Data for the task —
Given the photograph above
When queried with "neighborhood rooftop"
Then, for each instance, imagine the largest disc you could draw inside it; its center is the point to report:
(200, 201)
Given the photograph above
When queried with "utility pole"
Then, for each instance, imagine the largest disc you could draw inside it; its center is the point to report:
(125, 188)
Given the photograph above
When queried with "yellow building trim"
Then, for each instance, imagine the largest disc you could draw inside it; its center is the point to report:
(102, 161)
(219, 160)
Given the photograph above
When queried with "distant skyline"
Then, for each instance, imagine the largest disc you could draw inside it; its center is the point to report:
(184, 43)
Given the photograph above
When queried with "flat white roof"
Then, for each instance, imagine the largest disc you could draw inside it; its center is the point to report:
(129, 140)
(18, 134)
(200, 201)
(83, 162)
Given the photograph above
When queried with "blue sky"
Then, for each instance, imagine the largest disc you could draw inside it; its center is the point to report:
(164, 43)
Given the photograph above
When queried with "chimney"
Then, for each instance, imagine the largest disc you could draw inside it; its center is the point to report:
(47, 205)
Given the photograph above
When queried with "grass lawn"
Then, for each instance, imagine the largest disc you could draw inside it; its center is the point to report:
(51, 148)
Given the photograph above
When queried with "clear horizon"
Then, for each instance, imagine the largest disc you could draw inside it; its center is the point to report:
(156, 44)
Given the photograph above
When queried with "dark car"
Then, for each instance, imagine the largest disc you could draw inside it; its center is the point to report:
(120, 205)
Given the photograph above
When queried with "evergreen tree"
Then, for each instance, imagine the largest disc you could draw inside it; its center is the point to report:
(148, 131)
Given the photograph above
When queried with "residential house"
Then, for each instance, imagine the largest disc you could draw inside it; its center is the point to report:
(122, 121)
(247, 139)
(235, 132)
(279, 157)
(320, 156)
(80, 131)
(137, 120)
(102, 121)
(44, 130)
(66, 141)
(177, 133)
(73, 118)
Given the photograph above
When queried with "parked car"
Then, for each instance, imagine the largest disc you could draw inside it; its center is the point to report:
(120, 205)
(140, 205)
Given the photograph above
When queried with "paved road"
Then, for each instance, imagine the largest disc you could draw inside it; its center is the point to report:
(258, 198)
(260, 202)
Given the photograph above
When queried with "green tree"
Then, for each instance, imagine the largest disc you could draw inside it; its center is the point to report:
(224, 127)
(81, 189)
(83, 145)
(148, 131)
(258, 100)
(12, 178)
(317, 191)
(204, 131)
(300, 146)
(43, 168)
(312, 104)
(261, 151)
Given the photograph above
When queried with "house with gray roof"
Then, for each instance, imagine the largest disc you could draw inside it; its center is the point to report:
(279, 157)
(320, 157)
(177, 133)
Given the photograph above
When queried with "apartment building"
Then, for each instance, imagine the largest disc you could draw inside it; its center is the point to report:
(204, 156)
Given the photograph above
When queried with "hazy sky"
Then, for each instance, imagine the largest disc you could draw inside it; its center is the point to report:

What the task asks — Counting only lines that contain "house", what is the total for the entries above? Give the number alone.

Written response — 2